[Source data]
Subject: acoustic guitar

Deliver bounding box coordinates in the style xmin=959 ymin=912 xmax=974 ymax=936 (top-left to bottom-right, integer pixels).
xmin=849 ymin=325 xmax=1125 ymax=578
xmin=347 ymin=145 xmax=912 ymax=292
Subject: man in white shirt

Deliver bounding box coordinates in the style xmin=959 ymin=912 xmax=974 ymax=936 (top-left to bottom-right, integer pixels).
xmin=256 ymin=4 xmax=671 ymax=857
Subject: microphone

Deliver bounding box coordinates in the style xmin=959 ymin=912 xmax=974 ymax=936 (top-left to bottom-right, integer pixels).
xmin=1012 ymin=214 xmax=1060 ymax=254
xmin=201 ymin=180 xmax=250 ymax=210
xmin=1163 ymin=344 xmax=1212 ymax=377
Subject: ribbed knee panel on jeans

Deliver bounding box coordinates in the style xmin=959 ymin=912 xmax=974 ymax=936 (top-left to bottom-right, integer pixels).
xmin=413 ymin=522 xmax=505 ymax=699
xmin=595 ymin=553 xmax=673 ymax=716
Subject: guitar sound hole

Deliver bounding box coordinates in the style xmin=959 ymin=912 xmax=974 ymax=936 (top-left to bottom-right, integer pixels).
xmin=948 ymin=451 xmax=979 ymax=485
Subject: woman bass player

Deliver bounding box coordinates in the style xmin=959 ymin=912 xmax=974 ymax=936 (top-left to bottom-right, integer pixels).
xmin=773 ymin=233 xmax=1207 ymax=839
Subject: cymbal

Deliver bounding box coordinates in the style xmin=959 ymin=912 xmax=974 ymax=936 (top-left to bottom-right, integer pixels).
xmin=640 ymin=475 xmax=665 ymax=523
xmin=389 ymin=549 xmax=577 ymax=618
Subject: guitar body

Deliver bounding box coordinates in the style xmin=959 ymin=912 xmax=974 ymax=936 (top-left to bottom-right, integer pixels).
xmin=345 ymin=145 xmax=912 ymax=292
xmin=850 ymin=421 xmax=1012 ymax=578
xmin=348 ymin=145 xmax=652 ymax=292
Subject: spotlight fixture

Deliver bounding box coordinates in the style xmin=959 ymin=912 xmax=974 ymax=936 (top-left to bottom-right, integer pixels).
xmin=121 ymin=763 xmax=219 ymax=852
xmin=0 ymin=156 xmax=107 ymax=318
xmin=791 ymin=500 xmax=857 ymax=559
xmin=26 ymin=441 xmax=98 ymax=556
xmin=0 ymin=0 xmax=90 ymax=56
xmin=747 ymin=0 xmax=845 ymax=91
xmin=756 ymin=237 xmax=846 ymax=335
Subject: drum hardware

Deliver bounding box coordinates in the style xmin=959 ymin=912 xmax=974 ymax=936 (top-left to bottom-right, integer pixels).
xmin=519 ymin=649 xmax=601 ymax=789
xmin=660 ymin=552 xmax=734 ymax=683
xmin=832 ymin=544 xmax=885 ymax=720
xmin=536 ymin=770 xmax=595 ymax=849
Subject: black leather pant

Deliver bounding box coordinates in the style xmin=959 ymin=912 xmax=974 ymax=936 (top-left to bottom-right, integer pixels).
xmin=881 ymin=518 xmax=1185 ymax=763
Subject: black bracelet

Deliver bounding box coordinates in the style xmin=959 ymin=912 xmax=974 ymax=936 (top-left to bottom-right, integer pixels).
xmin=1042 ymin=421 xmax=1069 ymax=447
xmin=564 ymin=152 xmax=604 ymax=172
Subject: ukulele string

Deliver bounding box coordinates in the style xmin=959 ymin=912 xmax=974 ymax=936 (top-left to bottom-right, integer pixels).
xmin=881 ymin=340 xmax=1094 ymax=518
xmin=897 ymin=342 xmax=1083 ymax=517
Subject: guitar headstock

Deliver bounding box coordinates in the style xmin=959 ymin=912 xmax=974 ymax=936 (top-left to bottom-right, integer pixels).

Given instruction:
Edit the data above so that "guitar" is replaced by "ukulele" wherever it appears, keeping everything else unchanged.

Output:
Subject: acoustic ukulele

Deliver bounding box coordinates in the style xmin=959 ymin=912 xmax=974 ymax=936 (top-left to bottom-right, integer pixels).
xmin=849 ymin=325 xmax=1125 ymax=578
xmin=347 ymin=145 xmax=912 ymax=292
Subject: man in white shirt

Deliver bounding box coordinates in the style xmin=959 ymin=912 xmax=974 ymax=936 (top-left to bottom-right, integer pixels).
xmin=256 ymin=4 xmax=671 ymax=857
Subject: microphone

Deliver bounding box coordinates in the style xmin=959 ymin=912 xmax=974 ymax=936 (top-left to bottom-right, integer pixels).
xmin=1012 ymin=214 xmax=1060 ymax=254
xmin=201 ymin=180 xmax=250 ymax=210
xmin=1163 ymin=344 xmax=1212 ymax=377
Subject: ribbed knee panel on jeans

Deliver bounding box coordinates in the style xmin=959 ymin=912 xmax=974 ymax=936 (top-left to bottom-right, integer pixels).
xmin=413 ymin=522 xmax=505 ymax=699
xmin=595 ymin=553 xmax=673 ymax=716
Subject: ukulele sound hole

Deliver bounding box coordinates in the style xmin=959 ymin=912 xmax=974 ymax=936 (top-left to bottom-right, integer pixels).
xmin=948 ymin=451 xmax=979 ymax=485
Subject: woman bass player

Deliver bounding box coordinates in the style xmin=959 ymin=912 xmax=974 ymax=936 (top-left to bottom-right, integer pixels).
xmin=773 ymin=233 xmax=1207 ymax=839
Subject: cymbal

Deliver bounding box coordinates in the style xmin=959 ymin=912 xmax=974 ymax=936 (top-left to bottom-right, integer pixels).
xmin=640 ymin=475 xmax=665 ymax=523
xmin=389 ymin=549 xmax=577 ymax=618
Subject: ukulele body

Deliver bounding box coordinates in the style xmin=959 ymin=912 xmax=974 ymax=936 (top-left to bottom-right, integer pixels).
xmin=345 ymin=145 xmax=912 ymax=292
xmin=850 ymin=421 xmax=1012 ymax=578
xmin=348 ymin=145 xmax=652 ymax=292
Subject: spotlight fixture

Deliver bounding box coordinates in the style xmin=959 ymin=912 xmax=974 ymax=936 (top-left to bottom-right, integer pixels).
xmin=121 ymin=763 xmax=219 ymax=852
xmin=0 ymin=156 xmax=107 ymax=318
xmin=791 ymin=500 xmax=857 ymax=559
xmin=26 ymin=441 xmax=98 ymax=556
xmin=0 ymin=0 xmax=90 ymax=56
xmin=747 ymin=0 xmax=845 ymax=91
xmin=756 ymin=237 xmax=846 ymax=335
Subject: drum hardware

Deliver bounding box coordinates in the style xmin=959 ymin=912 xmax=974 ymax=936 (top-left to bottom-right, integer pixels).
xmin=519 ymin=649 xmax=601 ymax=789
xmin=660 ymin=552 xmax=734 ymax=683
xmin=832 ymin=544 xmax=885 ymax=720
xmin=536 ymin=770 xmax=595 ymax=849
Subject: black leather pant

Deliver bounding box coordinates in the style xmin=959 ymin=912 xmax=974 ymax=936 (top-left to bottom-right, integer pixels).
xmin=881 ymin=518 xmax=1185 ymax=763
Subject: black bracelet

Deliver bounding box coordinates in the style xmin=959 ymin=912 xmax=974 ymax=936 (top-left to bottom-right, integer pixels).
xmin=1042 ymin=421 xmax=1069 ymax=447
xmin=564 ymin=152 xmax=604 ymax=172
Subject: ukulele string

Deliver bounding box coordinates in the style xmin=959 ymin=912 xmax=974 ymax=936 (top-left to bottom-right, integer pixels).
xmin=881 ymin=340 xmax=1094 ymax=518
xmin=897 ymin=342 xmax=1083 ymax=517
Subject: ukulele headstock

Deliver bounding box coordinates in the style xmin=959 ymin=912 xmax=974 ymax=936 (top-left to bottom-right, integer pixels).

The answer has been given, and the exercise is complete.